THE TASK
Find every line below that contains the word "tree" and copy each of those lines in full. Case counts, so only count matches with the same capital and small letters.

• • • • • • •

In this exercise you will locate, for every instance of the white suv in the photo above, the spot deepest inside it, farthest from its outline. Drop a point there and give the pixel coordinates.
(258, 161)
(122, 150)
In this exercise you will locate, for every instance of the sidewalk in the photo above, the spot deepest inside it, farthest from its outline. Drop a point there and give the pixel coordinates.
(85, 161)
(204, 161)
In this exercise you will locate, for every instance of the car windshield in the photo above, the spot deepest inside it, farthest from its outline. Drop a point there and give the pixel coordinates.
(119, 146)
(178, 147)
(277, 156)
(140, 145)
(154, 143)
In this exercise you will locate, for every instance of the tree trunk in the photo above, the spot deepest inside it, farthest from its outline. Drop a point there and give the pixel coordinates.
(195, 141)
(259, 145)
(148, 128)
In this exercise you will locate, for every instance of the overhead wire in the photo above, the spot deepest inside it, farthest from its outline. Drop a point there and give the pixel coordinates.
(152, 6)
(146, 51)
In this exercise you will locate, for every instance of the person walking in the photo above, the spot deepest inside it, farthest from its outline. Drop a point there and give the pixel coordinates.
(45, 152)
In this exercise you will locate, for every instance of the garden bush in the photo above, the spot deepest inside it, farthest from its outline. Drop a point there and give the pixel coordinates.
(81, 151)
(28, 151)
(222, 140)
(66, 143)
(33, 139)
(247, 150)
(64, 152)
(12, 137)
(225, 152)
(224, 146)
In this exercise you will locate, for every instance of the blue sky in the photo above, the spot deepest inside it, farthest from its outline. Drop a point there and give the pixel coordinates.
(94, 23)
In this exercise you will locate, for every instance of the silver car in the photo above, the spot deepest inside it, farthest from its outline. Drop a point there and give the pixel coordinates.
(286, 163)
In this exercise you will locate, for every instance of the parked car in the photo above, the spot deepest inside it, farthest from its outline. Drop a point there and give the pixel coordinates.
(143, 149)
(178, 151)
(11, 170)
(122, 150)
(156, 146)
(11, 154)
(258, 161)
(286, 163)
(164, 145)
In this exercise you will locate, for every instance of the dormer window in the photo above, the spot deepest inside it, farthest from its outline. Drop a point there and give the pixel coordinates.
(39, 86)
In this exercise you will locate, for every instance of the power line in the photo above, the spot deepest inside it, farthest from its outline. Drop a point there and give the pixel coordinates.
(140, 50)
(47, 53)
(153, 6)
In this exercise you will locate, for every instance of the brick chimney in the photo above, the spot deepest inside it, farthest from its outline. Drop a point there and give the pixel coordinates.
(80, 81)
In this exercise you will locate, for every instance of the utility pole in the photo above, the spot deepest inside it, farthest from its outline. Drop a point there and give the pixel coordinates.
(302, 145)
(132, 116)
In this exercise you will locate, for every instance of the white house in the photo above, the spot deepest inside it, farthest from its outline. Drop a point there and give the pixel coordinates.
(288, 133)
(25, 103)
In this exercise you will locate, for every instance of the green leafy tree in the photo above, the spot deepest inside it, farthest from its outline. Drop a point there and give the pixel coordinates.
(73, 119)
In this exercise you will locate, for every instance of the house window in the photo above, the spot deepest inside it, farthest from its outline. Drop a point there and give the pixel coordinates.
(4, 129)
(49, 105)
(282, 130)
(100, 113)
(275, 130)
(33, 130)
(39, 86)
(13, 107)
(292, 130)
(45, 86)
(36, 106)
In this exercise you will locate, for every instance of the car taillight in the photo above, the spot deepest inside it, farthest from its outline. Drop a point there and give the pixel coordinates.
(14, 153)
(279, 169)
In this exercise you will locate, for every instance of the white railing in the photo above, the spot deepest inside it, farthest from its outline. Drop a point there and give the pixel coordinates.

• • • • • • •

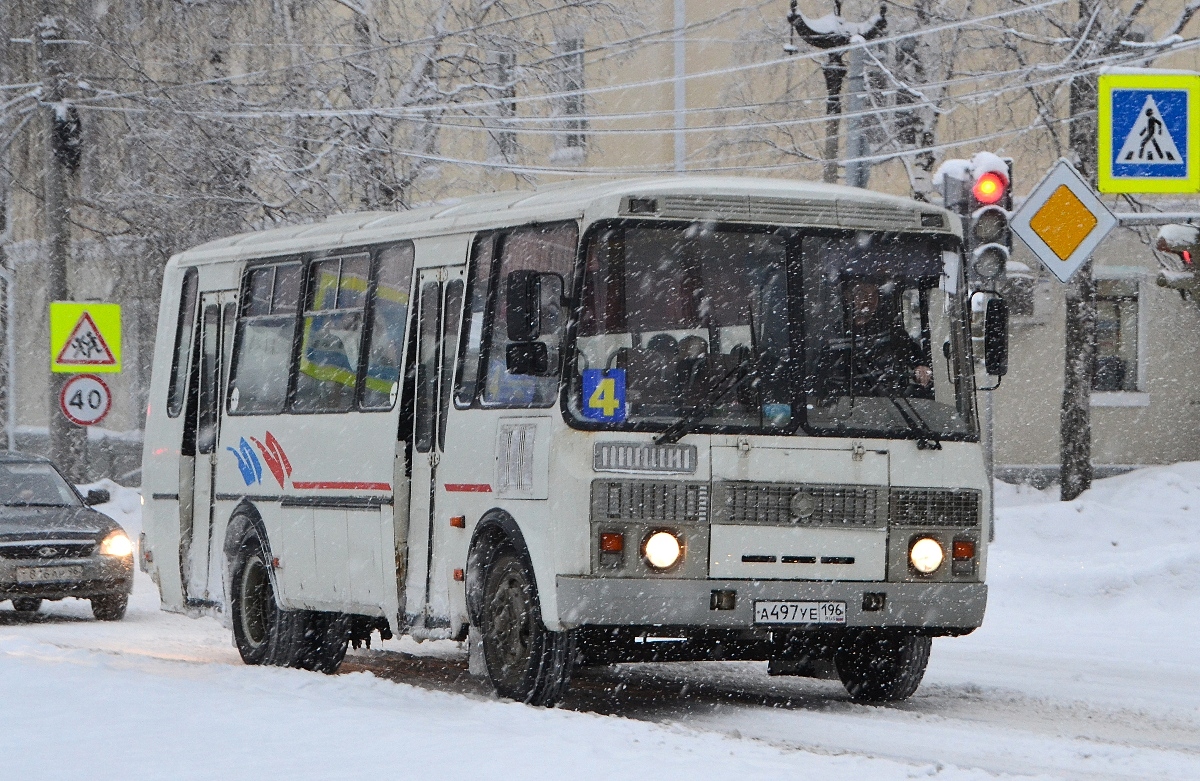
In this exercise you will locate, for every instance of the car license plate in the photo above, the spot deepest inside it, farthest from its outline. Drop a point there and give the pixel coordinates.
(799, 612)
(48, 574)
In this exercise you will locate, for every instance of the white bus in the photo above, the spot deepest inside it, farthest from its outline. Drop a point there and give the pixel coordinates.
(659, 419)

• • • • • • •

RESPONSE
In this exercise you will locate, for every instance of the tree trunk in the photo above, the spot deepest inside it, farthest from its outline. Drop a point there and give the pixel coordinates.
In this exercise you will locate, for every instance of the green leafy tree in the photo above, the spot deepest inside it, farthest from its outline. Drop a point there and give the pixel coordinates.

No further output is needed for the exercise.